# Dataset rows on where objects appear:

━━━━━━━━

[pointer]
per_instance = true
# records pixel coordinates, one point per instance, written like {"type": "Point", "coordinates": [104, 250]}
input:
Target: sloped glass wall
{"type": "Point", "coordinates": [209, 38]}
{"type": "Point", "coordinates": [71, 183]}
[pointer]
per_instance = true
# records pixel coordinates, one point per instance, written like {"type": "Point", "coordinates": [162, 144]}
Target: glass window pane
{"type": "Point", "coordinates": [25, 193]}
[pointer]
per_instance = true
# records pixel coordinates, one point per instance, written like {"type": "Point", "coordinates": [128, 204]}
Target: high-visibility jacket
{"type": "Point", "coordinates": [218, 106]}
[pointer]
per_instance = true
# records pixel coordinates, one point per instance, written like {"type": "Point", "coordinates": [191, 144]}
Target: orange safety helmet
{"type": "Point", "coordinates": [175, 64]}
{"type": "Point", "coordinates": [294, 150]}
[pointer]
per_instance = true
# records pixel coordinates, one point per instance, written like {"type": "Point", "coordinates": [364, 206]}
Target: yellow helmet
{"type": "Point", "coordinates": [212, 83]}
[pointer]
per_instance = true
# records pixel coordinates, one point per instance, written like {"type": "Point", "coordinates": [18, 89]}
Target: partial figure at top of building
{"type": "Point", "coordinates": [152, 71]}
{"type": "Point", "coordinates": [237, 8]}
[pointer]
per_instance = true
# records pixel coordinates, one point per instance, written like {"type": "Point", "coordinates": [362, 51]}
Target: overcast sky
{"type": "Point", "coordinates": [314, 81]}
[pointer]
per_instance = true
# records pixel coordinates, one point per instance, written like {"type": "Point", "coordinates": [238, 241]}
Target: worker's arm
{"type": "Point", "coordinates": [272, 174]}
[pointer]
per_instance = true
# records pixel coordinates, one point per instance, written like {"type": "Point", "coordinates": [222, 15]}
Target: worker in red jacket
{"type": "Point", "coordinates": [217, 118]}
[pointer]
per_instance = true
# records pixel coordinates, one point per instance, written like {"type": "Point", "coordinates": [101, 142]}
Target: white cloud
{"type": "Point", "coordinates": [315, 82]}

━━━━━━━━

# The problem:
Transcribe the data above in full, exactly.

# Result:
[pointer]
per_instance = true
# records pixel coordinates, one point per instance, written like {"type": "Point", "coordinates": [104, 250]}
input:
Target: sloped glass wall
{"type": "Point", "coordinates": [209, 38]}
{"type": "Point", "coordinates": [71, 183]}
[pointer]
per_instance = true
# records pixel coordinates, one point per instance, written like {"type": "Point", "coordinates": [162, 144]}
Target: glass window pane
{"type": "Point", "coordinates": [25, 193]}
[pointer]
per_instance = true
# records pixel coordinates, one point per instance, written like {"type": "Point", "coordinates": [128, 204]}
Target: high-visibility jacket
{"type": "Point", "coordinates": [218, 106]}
[pointer]
per_instance = true
# records pixel coordinates, one point per instance, written like {"type": "Point", "coordinates": [191, 144]}
Target: orange safety helmet
{"type": "Point", "coordinates": [175, 64]}
{"type": "Point", "coordinates": [294, 150]}
[pointer]
per_instance = true
# records pixel coordinates, one point per instance, written like {"type": "Point", "coordinates": [364, 206]}
Target: yellow helmet
{"type": "Point", "coordinates": [212, 83]}
[pointer]
per_instance = true
# records pixel coordinates, one point per instance, written like {"type": "Point", "coordinates": [18, 89]}
Target: partial figure at top of building
{"type": "Point", "coordinates": [152, 71]}
{"type": "Point", "coordinates": [237, 8]}
[pointer]
per_instance = true
# records pixel coordinates, one point per instance, written like {"type": "Point", "coordinates": [362, 51]}
Target: overcast sky
{"type": "Point", "coordinates": [314, 81]}
[pointer]
per_instance = true
# records pixel coordinates, one point per instance, written like {"type": "Point", "coordinates": [238, 241]}
Target: worker's arm
{"type": "Point", "coordinates": [272, 174]}
[pointer]
per_instance = true
# records pixel coordinates, one point per instance, written like {"type": "Point", "coordinates": [222, 15]}
Target: worker in red jacket
{"type": "Point", "coordinates": [217, 118]}
[pointer]
per_instance = true
# records pixel coordinates, one point per instance, written like {"type": "Point", "coordinates": [101, 142]}
Target: white cloud
{"type": "Point", "coordinates": [315, 82]}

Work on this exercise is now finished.